[Natural language region descriptions]
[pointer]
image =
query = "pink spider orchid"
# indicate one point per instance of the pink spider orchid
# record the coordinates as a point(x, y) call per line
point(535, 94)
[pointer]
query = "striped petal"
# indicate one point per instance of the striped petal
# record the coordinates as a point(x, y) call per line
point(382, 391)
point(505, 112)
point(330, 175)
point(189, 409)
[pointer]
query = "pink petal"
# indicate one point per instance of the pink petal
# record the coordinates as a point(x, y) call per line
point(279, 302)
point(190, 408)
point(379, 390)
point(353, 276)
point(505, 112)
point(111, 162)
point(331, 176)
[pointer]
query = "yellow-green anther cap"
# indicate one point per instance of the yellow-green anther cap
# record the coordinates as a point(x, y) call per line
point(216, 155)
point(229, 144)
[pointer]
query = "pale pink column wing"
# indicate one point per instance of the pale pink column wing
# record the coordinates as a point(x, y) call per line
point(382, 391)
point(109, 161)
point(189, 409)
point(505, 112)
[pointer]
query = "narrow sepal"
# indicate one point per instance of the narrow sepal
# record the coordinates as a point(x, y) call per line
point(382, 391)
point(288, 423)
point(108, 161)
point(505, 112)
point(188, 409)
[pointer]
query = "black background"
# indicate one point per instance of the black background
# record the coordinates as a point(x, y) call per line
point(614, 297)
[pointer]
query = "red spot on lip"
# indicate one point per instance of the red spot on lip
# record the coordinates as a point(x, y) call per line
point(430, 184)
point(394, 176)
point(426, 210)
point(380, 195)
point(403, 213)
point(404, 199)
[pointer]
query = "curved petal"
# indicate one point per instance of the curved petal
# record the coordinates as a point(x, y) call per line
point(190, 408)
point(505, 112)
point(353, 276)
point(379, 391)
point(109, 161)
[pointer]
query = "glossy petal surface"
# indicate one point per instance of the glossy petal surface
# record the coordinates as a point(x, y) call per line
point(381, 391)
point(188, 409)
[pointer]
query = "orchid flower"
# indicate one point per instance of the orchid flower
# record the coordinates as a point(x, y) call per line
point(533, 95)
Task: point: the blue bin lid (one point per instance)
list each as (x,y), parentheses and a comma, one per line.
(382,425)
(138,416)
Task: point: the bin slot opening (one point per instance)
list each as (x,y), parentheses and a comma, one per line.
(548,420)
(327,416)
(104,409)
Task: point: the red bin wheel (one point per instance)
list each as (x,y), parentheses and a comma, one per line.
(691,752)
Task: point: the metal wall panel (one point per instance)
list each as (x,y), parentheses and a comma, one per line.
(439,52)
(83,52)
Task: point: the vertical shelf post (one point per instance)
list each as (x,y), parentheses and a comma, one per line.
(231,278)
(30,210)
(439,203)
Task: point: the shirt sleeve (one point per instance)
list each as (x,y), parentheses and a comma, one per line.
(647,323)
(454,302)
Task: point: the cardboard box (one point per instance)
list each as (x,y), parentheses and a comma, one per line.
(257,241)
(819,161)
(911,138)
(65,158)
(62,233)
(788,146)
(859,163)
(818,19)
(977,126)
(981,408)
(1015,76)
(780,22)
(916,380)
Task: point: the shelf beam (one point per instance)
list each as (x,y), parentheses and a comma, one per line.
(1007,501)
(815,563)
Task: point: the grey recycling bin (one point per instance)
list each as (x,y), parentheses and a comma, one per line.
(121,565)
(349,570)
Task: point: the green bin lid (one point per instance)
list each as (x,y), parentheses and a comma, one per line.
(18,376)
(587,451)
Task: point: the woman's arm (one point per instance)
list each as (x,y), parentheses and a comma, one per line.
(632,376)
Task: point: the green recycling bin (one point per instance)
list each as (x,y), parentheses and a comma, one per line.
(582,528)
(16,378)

- TASK TO CARRY OUT
Copy every line above without altering a word.

- ANSWER SPACE
[pointer]
image =
query = "pink spider orchid"
# indicate one point per instance of the pink spider orchid
# record the coordinates as a point(x, y) call per line
point(535, 94)
[pointer]
query = "striped petal"
# indicate one point per instance of the striped petal
# record the coordinates as a point(x, y) call per line
point(382, 391)
point(505, 112)
point(330, 175)
point(189, 409)
[pointer]
query = "pink petal"
# indicate one point per instance of the pink petal
# record the coordinates as a point(x, y) call per line
point(279, 302)
point(190, 408)
point(379, 390)
point(353, 276)
point(505, 112)
point(111, 162)
point(331, 176)
[pointer]
query = "yellow-green anther cap"
# indicate one point per instance of the yellow-green anther cap
# record the coordinates as a point(x, y) call per line
point(216, 155)
point(229, 144)
[pointer]
query = "pale pink column wing"
# indicate one point per instance of the pale pink column wing
# record the coordinates as a point(x, y) call per line
point(382, 391)
point(109, 161)
point(189, 409)
point(505, 112)
[pointer]
query = "narrow sepal"
# indicate one point per instance of the narrow sepal
# record the coordinates as a point(x, y) call per line
point(382, 391)
point(288, 423)
point(108, 161)
point(505, 112)
point(188, 409)
[pointer]
query = "black background"
# indicate one point per instance of the black background
# record the coordinates as a point(x, y) call per line
point(614, 297)
[pointer]
query = "red spot on lip"
# indicate one point per instance of the red spot on lip
# record the coordinates as a point(x, y) call per line
point(430, 184)
point(394, 176)
point(426, 210)
point(380, 195)
point(403, 213)
point(404, 199)
[pointer]
query = "curved petal"
# indicate one point per instance of the curved petal
# record the coordinates as a point(x, y) call per line
point(190, 408)
point(505, 112)
point(353, 276)
point(379, 391)
point(109, 161)
[pointer]
query = "glossy petal surface"
# indicate one point per instance of the glossy petal surface
# record the coordinates as a point(x, y) call per line
point(381, 391)
point(188, 409)
[pointer]
query = "orchid flower"
# indicate one point per instance of the orchid flower
# record the coordinates as a point(x, y) call per line
point(533, 95)
Task: point: the blue bin lid (one point per instance)
list each as (x,y), parentheses and a comma, one per line.
(382,425)
(138,416)
Task: point: the bin slot opening (one point per instance)
list each as (x,y), parentheses and a comma, one per line.
(548,420)
(327,416)
(104,409)
Task: point: the red bin wheel (one point per instance)
list each as (x,y), parentheses and a comma, one per line.
(691,752)
Task: point: the metal wall panel (one point per instance)
list each as (x,y), parentheses and a comma, one per line.
(439,52)
(83,52)
Task: point: the vertical shelf post (one point per instance)
list each as (x,y), parentheses and a comma, one per line.
(231,278)
(30,210)
(439,203)
Task: point: the shirt sleeve (one point per instance)
list each as (x,y), parentheses and a comma, one per line.
(647,323)
(454,302)
Task: point: the cardboard box (one point per instance)
list each as (x,y), parentheses and a comma, one per line.
(257,241)
(819,161)
(911,138)
(65,158)
(62,233)
(788,146)
(859,163)
(818,19)
(977,126)
(981,408)
(1015,76)
(780,22)
(916,380)
Task: point: the shelf beam (one point per instance)
list each as (x,y), parentheses and a comma, one per line.
(1007,501)
(815,563)
Task: point: the grey recycling bin (one point per instance)
list each as (x,y), parentheses and a comma, one per line.
(121,565)
(349,570)
Task: point: the green bin lid (one point per instance)
list each as (x,y), parentheses and a comma, one per line.
(18,376)
(587,451)
Task: point: the woman's arm (one point per instance)
list each as (x,y), parentheses and a comma, one per line.
(632,376)
Task: point: the green recycling bin (one point per instance)
list each as (x,y), parentheses and a comma, one per line.
(582,528)
(16,378)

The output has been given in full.